» **YOUR INSTRUCTIONS**:
Scan the material below for the string "loader", and copy every line where it shows up.

» **GIVEN INFORMATION**:
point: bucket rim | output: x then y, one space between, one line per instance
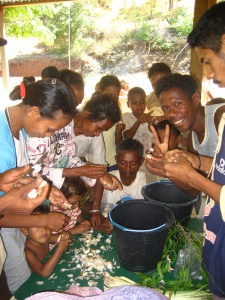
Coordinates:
126 229
169 204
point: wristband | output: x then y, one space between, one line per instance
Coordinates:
94 210
222 202
199 162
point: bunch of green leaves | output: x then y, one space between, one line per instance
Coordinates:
181 22
178 237
80 24
26 21
148 33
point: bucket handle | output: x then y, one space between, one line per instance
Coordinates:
132 230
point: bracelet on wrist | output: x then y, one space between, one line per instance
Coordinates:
94 211
199 162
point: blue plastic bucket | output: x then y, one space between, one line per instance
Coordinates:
140 230
168 194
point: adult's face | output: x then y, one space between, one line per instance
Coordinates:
214 63
95 128
178 108
37 126
128 164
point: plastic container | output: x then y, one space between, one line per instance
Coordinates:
166 193
140 230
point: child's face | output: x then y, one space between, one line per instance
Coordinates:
137 104
128 164
173 140
39 235
75 200
113 91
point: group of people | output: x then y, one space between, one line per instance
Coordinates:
100 152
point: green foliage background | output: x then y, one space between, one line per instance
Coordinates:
50 24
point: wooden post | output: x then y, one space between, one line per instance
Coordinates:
5 65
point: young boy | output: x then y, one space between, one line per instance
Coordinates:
129 158
137 122
37 247
74 189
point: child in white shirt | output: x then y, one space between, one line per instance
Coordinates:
129 158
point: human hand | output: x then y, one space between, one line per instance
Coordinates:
154 165
17 201
63 245
145 118
120 126
57 198
56 220
95 218
110 182
164 146
106 226
179 169
174 155
13 177
95 171
66 235
82 227
158 119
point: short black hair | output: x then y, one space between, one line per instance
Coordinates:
130 145
73 186
109 80
162 126
49 95
136 90
101 107
68 76
209 29
186 83
50 72
158 68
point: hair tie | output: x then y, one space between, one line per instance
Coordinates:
22 90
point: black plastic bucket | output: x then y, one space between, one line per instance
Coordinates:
168 194
140 230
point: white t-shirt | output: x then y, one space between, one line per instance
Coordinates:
110 145
16 268
109 198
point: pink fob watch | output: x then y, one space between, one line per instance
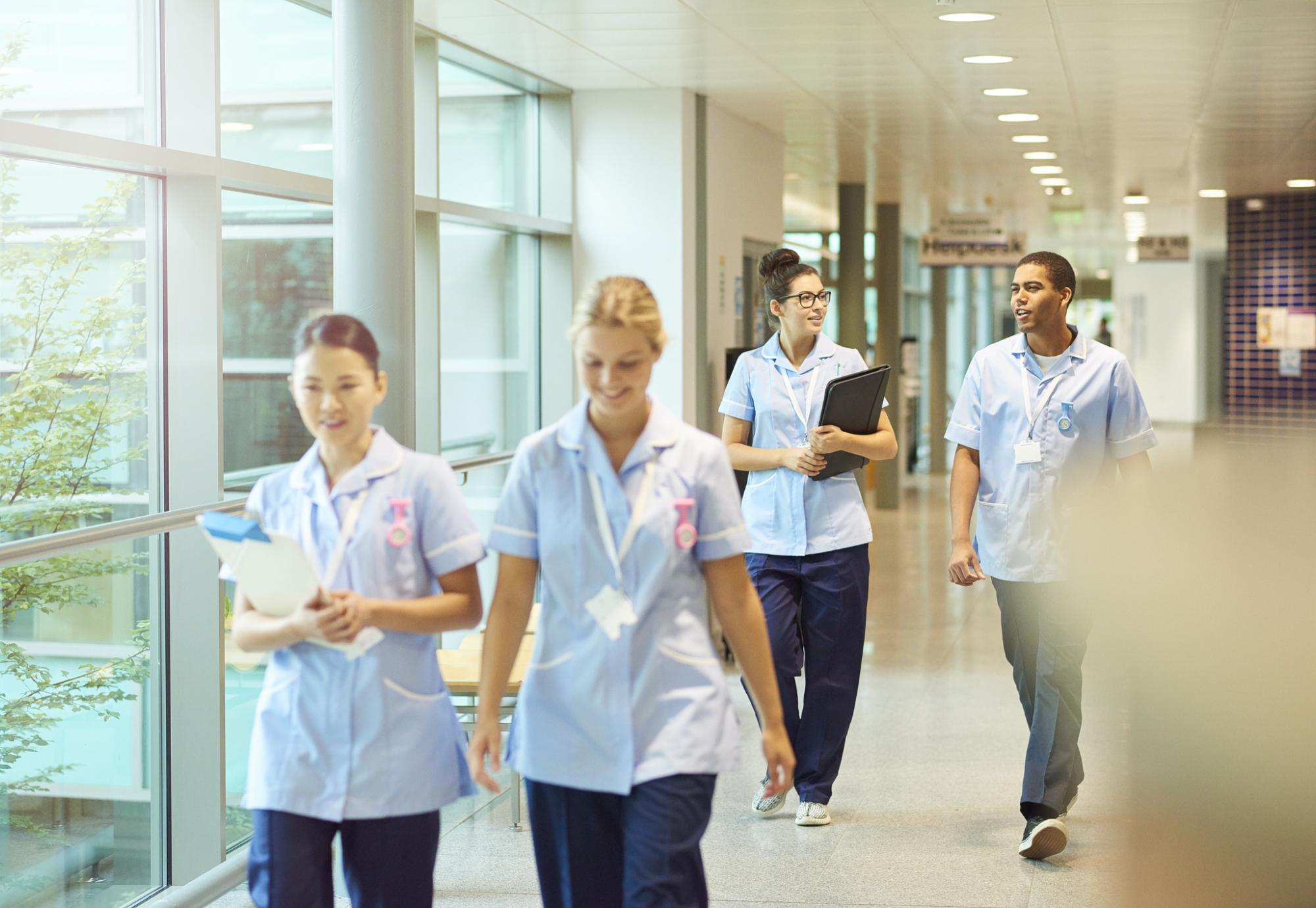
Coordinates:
686 532
399 534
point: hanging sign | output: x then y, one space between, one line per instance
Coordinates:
1163 249
942 251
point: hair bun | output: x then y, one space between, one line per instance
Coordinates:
777 260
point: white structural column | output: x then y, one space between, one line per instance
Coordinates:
635 215
886 268
940 302
852 331
374 189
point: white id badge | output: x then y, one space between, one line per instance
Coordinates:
611 609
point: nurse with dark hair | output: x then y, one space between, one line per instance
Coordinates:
809 552
364 744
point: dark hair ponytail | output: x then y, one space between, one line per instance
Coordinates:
778 269
339 331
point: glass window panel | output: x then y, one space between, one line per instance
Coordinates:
78 301
277 86
277 272
488 141
81 809
489 355
82 65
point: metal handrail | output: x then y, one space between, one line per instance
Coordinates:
120 531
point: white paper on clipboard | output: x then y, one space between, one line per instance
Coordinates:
277 578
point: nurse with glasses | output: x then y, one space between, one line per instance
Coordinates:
631 520
809 551
361 744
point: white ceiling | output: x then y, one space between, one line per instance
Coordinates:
1160 97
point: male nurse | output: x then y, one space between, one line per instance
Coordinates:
1042 422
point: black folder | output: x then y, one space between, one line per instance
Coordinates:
853 403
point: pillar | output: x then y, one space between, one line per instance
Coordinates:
940 301
890 291
851 330
374 189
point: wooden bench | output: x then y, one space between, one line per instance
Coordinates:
461 670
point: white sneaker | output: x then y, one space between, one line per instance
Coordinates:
764 806
813 815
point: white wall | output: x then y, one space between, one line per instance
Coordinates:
747 173
1159 311
635 214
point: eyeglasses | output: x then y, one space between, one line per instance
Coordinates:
807 301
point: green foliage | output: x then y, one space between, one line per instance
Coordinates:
76 386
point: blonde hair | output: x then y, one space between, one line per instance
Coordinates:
619 303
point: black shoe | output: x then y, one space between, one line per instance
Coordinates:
1044 839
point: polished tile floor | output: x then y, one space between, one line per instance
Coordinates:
926 810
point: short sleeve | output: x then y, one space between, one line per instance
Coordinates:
255 506
517 524
718 510
738 401
965 427
448 532
1128 426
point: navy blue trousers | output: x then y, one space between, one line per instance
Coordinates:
386 863
818 610
640 851
1046 636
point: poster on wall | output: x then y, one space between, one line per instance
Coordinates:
1286 330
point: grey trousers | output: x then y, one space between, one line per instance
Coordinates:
1046 636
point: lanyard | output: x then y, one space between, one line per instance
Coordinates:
638 514
809 401
1028 405
345 532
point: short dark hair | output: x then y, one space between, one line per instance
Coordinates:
339 331
778 269
1059 270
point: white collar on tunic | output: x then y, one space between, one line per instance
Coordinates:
384 457
824 348
576 435
1077 349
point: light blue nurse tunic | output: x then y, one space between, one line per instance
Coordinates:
788 514
1023 509
601 714
376 736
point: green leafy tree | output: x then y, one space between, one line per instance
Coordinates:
74 385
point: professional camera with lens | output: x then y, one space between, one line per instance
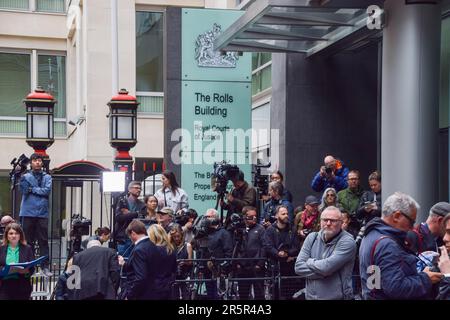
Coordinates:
223 172
80 225
183 217
19 167
236 222
204 226
260 181
328 169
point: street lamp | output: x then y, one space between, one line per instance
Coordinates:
123 130
39 114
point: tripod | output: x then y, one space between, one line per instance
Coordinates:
220 198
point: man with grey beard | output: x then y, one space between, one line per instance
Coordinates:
326 259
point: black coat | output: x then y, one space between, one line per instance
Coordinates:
140 269
253 247
99 271
165 272
220 244
286 239
17 288
122 220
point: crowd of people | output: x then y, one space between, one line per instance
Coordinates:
345 244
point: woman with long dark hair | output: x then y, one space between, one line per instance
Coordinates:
171 195
16 285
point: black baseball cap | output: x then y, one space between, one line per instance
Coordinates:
312 200
37 156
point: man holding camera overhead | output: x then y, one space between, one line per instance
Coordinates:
242 195
35 187
333 174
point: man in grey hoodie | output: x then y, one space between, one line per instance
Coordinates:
326 259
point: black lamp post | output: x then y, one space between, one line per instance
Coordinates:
40 130
123 130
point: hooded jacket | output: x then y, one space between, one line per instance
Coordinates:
399 278
327 266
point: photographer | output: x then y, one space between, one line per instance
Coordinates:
101 234
35 187
242 195
282 245
127 209
308 220
333 174
370 204
252 247
3 223
427 236
218 246
276 199
444 261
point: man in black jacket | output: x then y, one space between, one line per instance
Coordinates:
99 272
282 246
242 195
252 247
127 209
140 267
219 245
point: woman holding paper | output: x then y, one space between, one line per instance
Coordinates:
15 285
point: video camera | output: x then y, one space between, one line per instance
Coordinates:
80 226
204 226
183 217
223 172
19 167
261 182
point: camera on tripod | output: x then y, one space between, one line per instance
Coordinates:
80 225
183 217
223 172
204 226
261 182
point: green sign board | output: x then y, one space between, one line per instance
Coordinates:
215 105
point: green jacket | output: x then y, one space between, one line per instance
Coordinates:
349 200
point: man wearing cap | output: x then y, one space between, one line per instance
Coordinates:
427 236
164 217
127 209
309 219
35 187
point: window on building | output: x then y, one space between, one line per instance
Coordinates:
52 78
50 5
18 76
14 4
37 5
149 62
262 72
15 83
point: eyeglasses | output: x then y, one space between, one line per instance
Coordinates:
332 221
412 222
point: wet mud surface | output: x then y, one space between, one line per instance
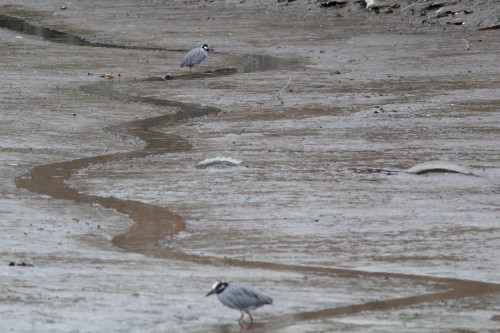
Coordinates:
365 250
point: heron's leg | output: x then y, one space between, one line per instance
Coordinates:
251 318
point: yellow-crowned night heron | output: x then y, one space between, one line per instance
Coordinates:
240 297
194 57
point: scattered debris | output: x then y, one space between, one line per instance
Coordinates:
337 4
491 27
437 166
218 163
22 264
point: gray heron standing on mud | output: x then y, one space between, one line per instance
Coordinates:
240 297
194 57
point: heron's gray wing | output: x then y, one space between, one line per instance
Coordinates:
245 297
194 57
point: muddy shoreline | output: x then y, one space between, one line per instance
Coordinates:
155 222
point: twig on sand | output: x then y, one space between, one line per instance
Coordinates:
412 4
277 95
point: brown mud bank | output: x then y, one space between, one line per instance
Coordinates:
312 126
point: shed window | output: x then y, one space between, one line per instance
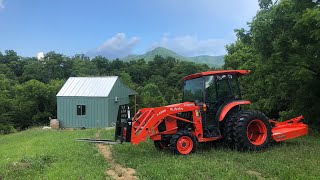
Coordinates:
81 110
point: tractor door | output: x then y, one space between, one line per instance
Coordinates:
219 91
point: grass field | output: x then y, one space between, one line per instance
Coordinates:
48 154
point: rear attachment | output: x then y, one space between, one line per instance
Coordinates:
288 129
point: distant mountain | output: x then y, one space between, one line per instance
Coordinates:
216 61
212 61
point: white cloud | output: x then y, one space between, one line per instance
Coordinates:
192 46
116 47
40 55
2 4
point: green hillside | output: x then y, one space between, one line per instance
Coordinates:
213 61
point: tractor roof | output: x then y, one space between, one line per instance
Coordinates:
207 73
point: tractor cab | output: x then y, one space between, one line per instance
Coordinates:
213 89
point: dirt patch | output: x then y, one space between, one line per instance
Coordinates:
116 171
257 174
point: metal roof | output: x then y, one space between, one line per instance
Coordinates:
88 86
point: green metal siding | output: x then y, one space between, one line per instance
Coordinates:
122 92
96 112
100 111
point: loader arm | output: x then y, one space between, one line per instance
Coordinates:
146 121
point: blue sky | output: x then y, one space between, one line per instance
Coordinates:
116 28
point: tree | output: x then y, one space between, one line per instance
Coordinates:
282 50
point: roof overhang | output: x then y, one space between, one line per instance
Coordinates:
207 73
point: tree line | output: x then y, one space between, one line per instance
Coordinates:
282 50
29 86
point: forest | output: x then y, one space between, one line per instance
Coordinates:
281 47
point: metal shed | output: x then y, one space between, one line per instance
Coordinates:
91 102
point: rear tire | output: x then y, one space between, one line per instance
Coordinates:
183 143
252 131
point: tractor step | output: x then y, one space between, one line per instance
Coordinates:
103 141
288 129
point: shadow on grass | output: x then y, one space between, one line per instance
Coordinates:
29 165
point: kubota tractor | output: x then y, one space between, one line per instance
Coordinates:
211 110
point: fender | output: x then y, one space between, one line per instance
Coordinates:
229 106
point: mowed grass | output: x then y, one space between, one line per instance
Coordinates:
293 159
50 154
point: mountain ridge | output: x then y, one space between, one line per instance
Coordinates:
212 61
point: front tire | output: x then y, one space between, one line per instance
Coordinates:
183 143
252 131
161 145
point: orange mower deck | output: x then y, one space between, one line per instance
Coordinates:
288 129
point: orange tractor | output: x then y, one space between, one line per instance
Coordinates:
212 110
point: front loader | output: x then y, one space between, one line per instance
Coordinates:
211 110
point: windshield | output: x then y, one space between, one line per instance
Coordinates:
193 90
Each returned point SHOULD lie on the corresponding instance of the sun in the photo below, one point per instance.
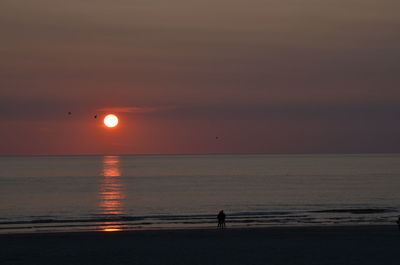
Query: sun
(111, 120)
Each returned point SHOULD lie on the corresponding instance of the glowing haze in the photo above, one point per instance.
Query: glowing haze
(199, 76)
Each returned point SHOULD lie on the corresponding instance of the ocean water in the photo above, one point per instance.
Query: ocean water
(111, 193)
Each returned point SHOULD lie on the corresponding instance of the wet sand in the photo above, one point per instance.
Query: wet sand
(275, 245)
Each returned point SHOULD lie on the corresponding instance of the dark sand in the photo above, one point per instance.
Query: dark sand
(283, 245)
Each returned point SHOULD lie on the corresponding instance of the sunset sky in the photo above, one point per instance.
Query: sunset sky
(273, 76)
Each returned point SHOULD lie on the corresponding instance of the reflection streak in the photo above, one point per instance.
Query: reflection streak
(111, 192)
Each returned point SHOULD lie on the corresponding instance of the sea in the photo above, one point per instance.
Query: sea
(143, 192)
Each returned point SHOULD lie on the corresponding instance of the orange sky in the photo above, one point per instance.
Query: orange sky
(264, 76)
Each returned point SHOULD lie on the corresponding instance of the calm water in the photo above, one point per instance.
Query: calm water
(144, 192)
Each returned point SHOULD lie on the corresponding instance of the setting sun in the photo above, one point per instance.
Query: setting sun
(111, 120)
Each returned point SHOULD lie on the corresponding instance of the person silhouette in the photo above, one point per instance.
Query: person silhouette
(221, 219)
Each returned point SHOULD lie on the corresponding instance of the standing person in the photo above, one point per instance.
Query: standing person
(221, 219)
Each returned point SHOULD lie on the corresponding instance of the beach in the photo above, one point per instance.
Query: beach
(363, 244)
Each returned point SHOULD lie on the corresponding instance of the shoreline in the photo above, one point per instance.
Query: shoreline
(194, 228)
(356, 244)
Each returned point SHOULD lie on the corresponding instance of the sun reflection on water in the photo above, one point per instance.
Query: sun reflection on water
(111, 193)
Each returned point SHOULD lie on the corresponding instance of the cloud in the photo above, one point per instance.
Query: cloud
(136, 109)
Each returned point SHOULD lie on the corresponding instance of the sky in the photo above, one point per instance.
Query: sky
(264, 76)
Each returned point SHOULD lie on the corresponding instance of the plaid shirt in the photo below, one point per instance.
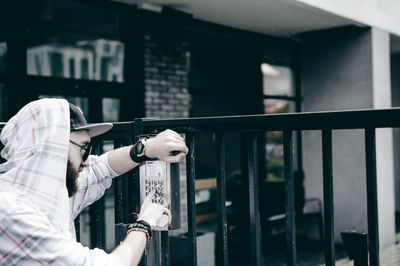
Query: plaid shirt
(36, 215)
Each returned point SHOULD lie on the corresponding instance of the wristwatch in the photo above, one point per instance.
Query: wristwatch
(137, 152)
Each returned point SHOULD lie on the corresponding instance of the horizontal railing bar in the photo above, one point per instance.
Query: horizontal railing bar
(355, 119)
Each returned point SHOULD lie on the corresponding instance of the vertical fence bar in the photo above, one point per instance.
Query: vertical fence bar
(118, 206)
(137, 131)
(255, 235)
(222, 244)
(289, 198)
(191, 203)
(165, 258)
(96, 212)
(328, 197)
(77, 223)
(372, 197)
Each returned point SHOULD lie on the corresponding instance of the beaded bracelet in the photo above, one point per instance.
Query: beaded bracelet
(137, 229)
(141, 226)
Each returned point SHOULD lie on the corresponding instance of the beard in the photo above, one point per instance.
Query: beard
(72, 179)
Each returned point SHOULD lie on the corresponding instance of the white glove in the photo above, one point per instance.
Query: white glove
(167, 146)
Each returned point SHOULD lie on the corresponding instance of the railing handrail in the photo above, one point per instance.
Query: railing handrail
(344, 119)
(348, 119)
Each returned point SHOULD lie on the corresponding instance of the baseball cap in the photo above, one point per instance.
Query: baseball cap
(78, 122)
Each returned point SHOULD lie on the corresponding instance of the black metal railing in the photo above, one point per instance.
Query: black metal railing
(126, 196)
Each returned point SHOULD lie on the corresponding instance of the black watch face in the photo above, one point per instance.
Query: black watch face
(139, 147)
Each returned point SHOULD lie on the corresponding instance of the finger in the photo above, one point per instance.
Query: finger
(148, 198)
(165, 202)
(175, 159)
(178, 146)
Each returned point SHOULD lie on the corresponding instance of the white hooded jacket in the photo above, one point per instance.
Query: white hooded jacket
(36, 214)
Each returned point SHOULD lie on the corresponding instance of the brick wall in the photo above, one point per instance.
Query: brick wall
(166, 67)
(166, 78)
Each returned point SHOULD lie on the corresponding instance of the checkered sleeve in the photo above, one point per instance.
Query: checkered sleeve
(28, 238)
(92, 183)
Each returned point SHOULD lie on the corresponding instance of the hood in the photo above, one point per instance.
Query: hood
(36, 142)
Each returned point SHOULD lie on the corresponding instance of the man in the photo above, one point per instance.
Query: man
(49, 177)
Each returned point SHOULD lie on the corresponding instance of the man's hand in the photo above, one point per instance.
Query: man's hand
(167, 146)
(151, 212)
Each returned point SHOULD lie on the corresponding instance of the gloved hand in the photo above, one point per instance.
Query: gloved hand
(151, 212)
(167, 146)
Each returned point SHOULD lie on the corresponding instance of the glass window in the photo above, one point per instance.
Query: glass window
(71, 39)
(277, 80)
(3, 58)
(274, 140)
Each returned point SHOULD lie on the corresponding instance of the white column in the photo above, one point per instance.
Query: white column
(384, 137)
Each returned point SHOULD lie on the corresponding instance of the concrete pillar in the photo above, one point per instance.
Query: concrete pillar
(384, 137)
(344, 69)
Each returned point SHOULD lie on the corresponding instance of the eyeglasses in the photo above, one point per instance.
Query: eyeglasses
(87, 149)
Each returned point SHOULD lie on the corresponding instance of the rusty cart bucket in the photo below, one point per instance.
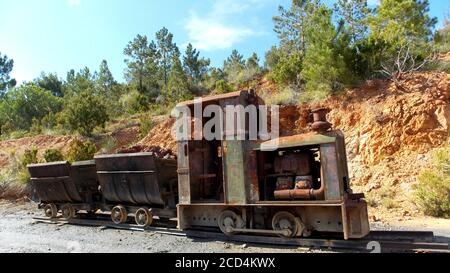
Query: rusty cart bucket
(140, 179)
(61, 182)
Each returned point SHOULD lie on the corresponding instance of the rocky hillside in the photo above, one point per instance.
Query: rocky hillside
(391, 130)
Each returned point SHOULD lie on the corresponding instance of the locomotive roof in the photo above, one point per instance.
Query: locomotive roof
(302, 140)
(217, 98)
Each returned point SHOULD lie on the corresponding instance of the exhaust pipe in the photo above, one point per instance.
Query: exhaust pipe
(320, 124)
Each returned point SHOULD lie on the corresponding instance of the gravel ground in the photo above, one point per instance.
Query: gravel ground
(20, 233)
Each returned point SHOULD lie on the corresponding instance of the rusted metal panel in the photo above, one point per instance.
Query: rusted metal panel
(302, 140)
(234, 171)
(137, 179)
(330, 172)
(357, 219)
(252, 185)
(184, 188)
(215, 99)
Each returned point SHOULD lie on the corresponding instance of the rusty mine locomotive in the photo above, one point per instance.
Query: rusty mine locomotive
(291, 186)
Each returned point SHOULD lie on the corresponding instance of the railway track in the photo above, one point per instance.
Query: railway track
(376, 241)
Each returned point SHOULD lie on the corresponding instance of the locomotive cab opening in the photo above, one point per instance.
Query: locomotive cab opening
(206, 174)
(291, 174)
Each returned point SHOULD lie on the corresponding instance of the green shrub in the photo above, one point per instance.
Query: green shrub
(146, 125)
(432, 194)
(107, 145)
(84, 113)
(36, 127)
(223, 87)
(29, 157)
(80, 151)
(134, 102)
(53, 155)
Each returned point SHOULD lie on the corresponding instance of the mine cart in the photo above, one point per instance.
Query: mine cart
(138, 184)
(65, 187)
(290, 186)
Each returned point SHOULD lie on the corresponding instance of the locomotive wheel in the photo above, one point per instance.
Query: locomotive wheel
(143, 217)
(50, 211)
(284, 220)
(68, 212)
(228, 220)
(119, 215)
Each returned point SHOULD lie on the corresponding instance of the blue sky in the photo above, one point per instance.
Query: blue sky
(58, 35)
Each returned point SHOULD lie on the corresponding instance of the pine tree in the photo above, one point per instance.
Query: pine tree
(166, 50)
(195, 67)
(178, 84)
(398, 23)
(353, 16)
(105, 80)
(322, 66)
(142, 70)
(6, 66)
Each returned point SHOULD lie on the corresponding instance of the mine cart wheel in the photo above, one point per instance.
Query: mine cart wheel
(68, 212)
(228, 220)
(284, 220)
(50, 211)
(119, 215)
(143, 217)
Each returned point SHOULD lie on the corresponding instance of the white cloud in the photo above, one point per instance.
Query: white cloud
(216, 30)
(373, 2)
(207, 34)
(73, 3)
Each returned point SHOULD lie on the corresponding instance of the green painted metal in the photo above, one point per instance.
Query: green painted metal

» **TASK ANSWER**:
point: loader arm | output: x then y, one space between, one line per instance
point: front loader | output: x then y, one space between, one line per instance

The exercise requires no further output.